What to do
Copy only what runs from the line containing "the green slope;" through the end of the material below, line for line, with both ends included.

Records shown
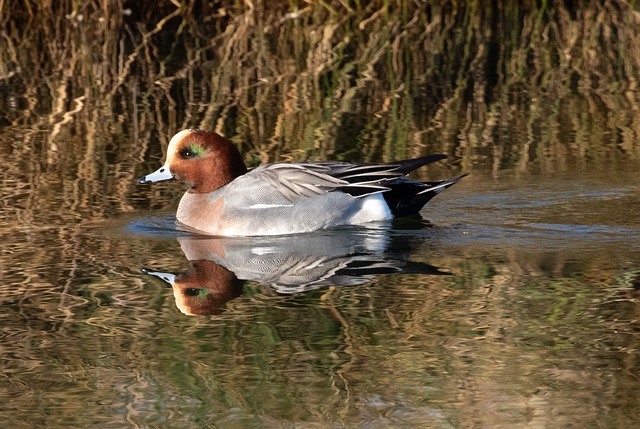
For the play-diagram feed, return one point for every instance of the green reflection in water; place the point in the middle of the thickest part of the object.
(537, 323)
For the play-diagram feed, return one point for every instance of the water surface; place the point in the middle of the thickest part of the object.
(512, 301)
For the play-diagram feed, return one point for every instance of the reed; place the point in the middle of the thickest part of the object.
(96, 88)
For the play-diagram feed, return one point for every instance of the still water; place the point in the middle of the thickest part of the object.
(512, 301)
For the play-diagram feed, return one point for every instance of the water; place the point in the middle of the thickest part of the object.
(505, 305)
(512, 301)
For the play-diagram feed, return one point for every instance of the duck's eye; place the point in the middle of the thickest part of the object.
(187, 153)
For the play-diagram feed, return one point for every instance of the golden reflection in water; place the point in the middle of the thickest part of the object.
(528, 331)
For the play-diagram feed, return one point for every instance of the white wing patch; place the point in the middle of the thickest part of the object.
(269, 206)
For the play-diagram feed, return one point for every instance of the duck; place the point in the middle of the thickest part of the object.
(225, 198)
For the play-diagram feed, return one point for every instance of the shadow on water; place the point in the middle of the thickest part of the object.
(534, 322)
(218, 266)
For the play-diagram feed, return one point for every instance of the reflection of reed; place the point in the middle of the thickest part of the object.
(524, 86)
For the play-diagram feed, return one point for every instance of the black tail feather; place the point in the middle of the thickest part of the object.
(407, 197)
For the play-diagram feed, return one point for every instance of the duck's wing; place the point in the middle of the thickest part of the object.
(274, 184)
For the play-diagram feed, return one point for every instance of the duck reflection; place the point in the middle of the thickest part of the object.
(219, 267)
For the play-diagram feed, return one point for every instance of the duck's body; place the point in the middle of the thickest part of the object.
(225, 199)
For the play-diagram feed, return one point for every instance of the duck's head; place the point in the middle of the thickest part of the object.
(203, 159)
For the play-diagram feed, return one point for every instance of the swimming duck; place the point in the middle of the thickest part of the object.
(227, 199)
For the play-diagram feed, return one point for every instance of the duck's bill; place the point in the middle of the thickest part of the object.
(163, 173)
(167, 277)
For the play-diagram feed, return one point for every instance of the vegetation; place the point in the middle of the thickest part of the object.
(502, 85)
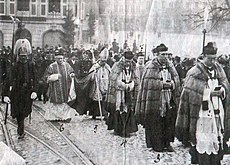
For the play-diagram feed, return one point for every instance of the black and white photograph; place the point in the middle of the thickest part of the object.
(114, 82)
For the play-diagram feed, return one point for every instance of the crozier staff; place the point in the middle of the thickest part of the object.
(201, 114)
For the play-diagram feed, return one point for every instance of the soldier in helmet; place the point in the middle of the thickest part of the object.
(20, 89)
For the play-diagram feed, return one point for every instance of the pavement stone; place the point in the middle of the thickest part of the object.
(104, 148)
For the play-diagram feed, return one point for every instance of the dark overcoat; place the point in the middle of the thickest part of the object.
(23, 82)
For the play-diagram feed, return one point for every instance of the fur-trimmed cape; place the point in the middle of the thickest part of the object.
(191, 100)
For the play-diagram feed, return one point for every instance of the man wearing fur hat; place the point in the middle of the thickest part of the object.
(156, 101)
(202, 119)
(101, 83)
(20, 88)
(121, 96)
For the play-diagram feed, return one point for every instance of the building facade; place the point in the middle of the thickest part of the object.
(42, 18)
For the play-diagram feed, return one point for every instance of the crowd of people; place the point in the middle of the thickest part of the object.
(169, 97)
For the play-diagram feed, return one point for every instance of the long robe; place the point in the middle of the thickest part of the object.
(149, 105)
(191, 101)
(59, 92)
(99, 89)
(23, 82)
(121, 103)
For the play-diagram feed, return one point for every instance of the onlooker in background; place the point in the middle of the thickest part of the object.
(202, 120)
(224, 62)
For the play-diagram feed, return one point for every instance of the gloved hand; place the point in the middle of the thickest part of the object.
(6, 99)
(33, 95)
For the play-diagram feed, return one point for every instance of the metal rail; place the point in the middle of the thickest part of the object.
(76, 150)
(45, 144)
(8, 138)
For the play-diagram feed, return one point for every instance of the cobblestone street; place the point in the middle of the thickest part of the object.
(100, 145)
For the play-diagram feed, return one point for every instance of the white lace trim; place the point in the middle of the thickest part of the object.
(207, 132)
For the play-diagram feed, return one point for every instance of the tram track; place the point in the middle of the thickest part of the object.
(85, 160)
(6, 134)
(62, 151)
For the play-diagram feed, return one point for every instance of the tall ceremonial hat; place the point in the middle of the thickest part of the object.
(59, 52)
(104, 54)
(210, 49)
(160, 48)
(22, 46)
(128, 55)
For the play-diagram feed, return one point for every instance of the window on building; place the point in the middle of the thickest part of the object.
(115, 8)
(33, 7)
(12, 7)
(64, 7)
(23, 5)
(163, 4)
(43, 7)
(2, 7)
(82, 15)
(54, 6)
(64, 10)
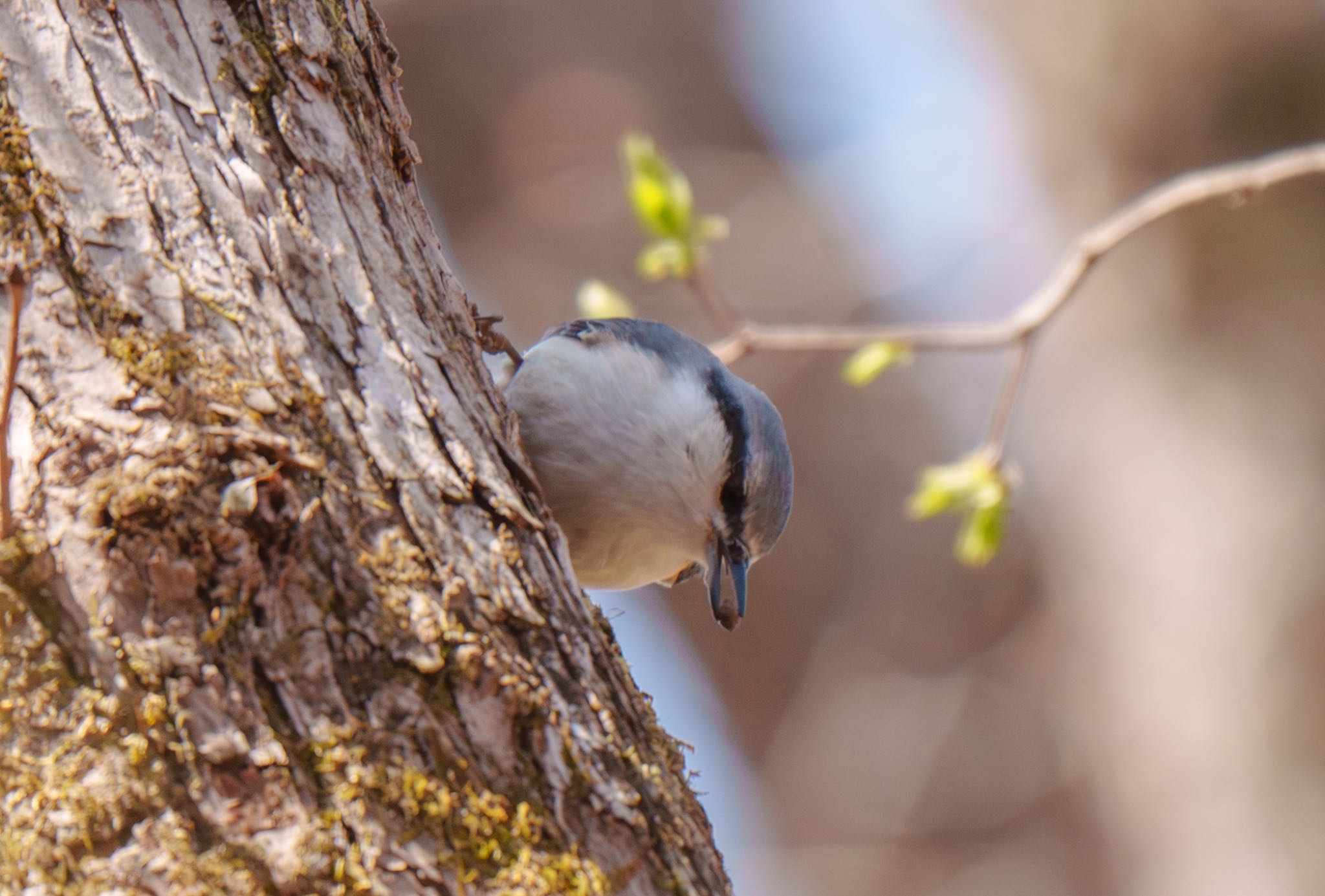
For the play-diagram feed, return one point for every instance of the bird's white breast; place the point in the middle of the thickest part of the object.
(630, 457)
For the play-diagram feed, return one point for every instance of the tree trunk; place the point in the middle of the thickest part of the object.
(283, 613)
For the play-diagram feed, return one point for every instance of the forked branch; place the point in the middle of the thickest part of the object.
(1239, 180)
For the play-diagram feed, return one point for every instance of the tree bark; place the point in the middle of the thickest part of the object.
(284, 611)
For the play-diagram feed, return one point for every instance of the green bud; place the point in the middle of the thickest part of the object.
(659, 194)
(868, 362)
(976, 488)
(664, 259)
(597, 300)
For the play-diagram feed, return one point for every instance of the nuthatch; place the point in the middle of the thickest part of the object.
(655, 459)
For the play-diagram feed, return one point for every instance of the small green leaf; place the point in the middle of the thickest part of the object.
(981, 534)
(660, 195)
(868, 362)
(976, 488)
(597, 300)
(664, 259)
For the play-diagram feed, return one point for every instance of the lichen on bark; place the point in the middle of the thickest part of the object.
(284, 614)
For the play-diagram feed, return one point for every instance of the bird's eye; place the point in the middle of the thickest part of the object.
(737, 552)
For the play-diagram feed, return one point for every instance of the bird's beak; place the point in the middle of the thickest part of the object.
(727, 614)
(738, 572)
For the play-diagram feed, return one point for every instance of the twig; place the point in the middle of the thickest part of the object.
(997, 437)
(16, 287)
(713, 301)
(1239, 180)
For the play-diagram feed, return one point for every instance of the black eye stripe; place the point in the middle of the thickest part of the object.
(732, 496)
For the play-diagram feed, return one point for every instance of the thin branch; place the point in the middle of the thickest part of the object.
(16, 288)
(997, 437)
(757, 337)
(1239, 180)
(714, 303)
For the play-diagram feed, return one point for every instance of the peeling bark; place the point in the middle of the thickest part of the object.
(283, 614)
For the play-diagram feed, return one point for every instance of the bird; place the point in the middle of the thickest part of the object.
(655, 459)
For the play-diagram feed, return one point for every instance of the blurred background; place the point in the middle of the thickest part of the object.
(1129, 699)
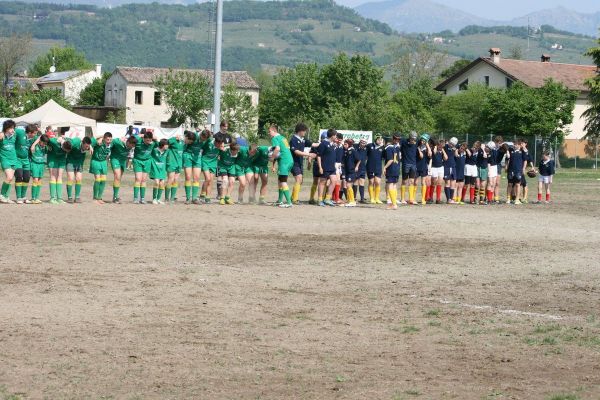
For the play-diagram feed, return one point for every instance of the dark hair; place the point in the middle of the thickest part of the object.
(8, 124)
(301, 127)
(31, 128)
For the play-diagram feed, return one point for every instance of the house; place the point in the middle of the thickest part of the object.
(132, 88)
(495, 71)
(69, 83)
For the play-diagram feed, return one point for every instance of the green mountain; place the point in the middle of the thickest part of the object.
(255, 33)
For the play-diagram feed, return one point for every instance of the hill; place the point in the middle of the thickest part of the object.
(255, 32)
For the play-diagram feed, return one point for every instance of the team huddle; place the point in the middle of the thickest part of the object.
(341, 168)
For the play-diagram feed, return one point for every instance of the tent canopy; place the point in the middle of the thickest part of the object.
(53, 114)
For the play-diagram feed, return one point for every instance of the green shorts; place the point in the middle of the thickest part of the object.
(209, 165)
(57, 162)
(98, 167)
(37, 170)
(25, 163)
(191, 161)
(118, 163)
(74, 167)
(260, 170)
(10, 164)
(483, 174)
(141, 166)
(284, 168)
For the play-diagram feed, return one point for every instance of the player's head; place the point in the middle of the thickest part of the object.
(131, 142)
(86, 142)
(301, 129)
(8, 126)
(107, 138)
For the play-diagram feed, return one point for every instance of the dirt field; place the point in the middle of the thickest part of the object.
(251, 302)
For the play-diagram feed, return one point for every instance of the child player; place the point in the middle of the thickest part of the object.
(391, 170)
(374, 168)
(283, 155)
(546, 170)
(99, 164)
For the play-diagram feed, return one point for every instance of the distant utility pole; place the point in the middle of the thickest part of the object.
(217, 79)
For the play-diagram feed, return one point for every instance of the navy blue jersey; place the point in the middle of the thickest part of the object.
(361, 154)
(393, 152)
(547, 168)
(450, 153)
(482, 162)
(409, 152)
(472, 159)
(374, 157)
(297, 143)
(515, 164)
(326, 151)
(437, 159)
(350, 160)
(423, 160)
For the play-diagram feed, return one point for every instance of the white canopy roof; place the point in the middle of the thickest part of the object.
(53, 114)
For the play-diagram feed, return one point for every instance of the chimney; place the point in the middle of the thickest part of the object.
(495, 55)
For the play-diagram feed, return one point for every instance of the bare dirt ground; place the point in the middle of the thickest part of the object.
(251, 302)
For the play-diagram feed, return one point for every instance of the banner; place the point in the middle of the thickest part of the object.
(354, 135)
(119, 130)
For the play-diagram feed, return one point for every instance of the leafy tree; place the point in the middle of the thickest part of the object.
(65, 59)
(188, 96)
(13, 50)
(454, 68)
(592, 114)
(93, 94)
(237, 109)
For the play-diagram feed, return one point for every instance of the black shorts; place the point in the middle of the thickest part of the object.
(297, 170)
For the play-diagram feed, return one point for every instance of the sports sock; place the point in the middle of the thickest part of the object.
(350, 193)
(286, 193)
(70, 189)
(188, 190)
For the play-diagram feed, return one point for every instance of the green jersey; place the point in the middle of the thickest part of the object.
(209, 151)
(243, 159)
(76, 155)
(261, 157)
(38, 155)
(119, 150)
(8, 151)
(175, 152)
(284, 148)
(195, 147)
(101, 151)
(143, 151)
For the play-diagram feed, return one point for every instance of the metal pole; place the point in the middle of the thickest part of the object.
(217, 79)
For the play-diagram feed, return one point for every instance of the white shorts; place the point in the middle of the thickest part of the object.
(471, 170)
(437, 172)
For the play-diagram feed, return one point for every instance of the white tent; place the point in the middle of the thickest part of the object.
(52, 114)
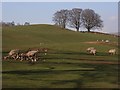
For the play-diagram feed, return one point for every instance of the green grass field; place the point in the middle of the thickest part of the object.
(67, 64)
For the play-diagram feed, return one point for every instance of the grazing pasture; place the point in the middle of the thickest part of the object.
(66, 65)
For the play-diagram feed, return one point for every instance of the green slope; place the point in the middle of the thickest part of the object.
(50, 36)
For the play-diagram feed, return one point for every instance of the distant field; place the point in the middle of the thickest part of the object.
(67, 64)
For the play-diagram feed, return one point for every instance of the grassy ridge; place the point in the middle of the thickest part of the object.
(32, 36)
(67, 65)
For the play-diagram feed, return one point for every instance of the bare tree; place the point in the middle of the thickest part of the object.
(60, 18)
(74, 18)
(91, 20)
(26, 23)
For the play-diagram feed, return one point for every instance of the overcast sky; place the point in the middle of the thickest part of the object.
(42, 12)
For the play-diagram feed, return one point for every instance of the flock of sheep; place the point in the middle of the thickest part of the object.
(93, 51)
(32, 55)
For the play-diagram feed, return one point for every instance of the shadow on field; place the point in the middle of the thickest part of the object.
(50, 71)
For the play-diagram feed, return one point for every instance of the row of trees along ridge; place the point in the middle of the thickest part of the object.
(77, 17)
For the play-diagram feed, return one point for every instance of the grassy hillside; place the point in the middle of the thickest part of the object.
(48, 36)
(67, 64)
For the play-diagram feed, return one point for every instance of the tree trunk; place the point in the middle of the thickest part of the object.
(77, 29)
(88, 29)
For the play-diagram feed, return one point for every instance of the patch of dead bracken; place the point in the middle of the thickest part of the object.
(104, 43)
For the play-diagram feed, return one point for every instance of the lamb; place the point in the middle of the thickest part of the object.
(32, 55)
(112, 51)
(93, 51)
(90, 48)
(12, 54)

Output below
For the play-diagram feed, return one point for every instance of the green slope; place the point in the middle of the thickest part of the object.
(50, 36)
For the play-diagram feed, return one point for every instance of the distant field; place the point in the middle of the thickest part of the object.
(67, 64)
For the play-diagram feed, return one point for every instance of the grassy ridge; place the point in the middle of the thickest part of the object.
(32, 36)
(67, 65)
For the play-diagram feed, return one point for every instance of the bare tree; place the point in the middle of the thickest part of the object.
(60, 18)
(74, 18)
(91, 20)
(26, 23)
For the play-diagram feed, return one point for every instance of the overcast sky; place the point in the middle of the thickest part of the object.
(42, 12)
For the play-diagram feed, return one point for every instance of the flock of sheep; place the point in the middle of the thickest part of the object.
(93, 51)
(32, 55)
For the play-diagram feed, return one point for every instance of the shadow on field; place the point in the middle of the thickest part of the object.
(50, 71)
For the play-diagram feed, return one point for every instance of the row of trees along ridge; place the point in the middle of the thickest part of the object.
(77, 17)
For the play-diagram feed, return one point for every instance of the grassy hillside; place the point in the middle of the thickest part of the object.
(48, 36)
(67, 64)
For the play-diagram feed, return one point for every instance of the tree trunk; place the point in the middle of the thickest part of the object.
(77, 29)
(88, 29)
For the play-diagram feed, return one point for every instance of the patch of dead bracken; place the point in the middle of the thickest part of the object.
(104, 43)
For the play-diagram feed, return one point for every instance of the lamb; place the point in the middle of the thickest part of the object.
(32, 55)
(112, 51)
(93, 51)
(90, 48)
(12, 54)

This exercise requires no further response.